#### TEXT TO READ:
· · ·

This is code for the paper Stochastic Video Generation with a Learned Prior by Emily Denton and Rob Fergus. See the project page for details and generated video sequences.
To train the SVG-LP model on the 2 digit SM-MNIST dataset run:
python train_svg_lp.py --dataset smmnist --num_digits 2 --g_dim 128 --z_dim 10 --beta 0.0001 --data_root /path/to/data/ --log_dir /logs/will/be/saved/here/
If the MNIST dataset doesn't exist, it will be downloaded to the specified path.
To download the BAIR robot push dataset run:
sh data/download_bair.sh /path/to/data/
This will download the dataset in tfrecord format into the specified directory. To train the pytorch models, we need to first convert the tfrecord data into .png images by running:
python data/convert_bair.py --data_dir /path/to/data/
This may take some time. Images will be saved in /path/to/data/processeddata
.
Now we can train the SVG-LP model by running:
python train_svg_lp.py --dataset bair --model vgg --g_dim 128 --z_dim 64 --beta 0.0001 --n_past 2 --n_future 10 --channels 3 --data_root /path/to/data/ --log_dir /logs/will/be/saved/here/
To generate images with a pretrained SVG-LP model run:
python generate_svg_lp.py --model_path pretrain_models/svglp_bair.pth --log_dir /generated/images/will/save/here/

· · ·

#### TASK LIST:
a) Output the stretch of the SVG-LP training notes from "This is code" through "generated video sequences.", copied character for character.
b) In the entries below, return the stretch from the line containing "Thank you for the photo. Could you indicate the truck bumper" through the line containing "<point>209,178</point>", with both of those lines included and nothing changed.

#### GIVEN RECORDS:
· · ·

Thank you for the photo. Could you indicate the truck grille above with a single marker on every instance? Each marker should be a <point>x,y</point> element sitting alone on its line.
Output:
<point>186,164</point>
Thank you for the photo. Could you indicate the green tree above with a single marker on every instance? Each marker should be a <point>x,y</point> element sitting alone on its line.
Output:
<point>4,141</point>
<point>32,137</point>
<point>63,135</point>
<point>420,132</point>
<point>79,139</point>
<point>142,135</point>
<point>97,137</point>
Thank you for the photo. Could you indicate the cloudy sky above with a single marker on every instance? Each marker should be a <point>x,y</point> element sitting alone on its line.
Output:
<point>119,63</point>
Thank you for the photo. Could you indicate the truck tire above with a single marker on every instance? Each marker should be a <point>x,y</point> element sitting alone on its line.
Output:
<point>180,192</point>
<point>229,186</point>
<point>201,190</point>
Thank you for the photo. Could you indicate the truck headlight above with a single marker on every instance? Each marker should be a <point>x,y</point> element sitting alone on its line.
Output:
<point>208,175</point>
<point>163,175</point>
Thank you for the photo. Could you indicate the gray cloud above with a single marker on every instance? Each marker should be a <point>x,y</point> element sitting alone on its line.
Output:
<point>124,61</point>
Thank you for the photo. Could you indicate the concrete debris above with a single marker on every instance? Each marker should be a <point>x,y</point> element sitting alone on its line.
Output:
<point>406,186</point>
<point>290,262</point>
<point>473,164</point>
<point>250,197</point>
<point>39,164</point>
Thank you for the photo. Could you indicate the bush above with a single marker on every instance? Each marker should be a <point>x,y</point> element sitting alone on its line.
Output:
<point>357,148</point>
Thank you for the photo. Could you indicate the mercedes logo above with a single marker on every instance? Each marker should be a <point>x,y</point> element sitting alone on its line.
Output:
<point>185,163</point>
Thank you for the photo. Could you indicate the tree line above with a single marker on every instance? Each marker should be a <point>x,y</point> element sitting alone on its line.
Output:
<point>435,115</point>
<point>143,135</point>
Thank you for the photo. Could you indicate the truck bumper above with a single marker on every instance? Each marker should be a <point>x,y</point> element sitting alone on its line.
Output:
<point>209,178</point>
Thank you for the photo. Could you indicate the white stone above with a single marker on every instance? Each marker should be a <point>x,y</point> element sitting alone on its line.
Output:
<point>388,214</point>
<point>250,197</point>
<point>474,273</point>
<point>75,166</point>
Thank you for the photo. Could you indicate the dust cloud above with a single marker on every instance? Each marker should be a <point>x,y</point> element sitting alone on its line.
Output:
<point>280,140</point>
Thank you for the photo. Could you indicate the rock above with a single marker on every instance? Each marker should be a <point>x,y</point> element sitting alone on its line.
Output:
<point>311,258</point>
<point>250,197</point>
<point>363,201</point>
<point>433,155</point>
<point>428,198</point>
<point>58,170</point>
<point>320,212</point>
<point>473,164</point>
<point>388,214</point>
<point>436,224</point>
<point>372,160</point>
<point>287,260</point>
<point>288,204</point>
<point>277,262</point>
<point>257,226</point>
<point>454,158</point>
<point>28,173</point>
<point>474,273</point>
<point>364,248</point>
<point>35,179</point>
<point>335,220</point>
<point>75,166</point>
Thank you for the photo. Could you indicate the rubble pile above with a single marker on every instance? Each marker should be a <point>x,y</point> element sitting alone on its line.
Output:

· · ·

#### WORKED SOLUTIONS:
a)
This is code for the paper Stochastic Video Generation with a Learned Prior by Emily Denton and Rob Fergus. See the project page for details and generated video sequences.

b)
Thank you for the photo. Could you indicate the truck bumper above with a single marker on every instance? Each marker should be a <point>x,y</point> element sitting alone on its line.
Output:
<point>209,178</point>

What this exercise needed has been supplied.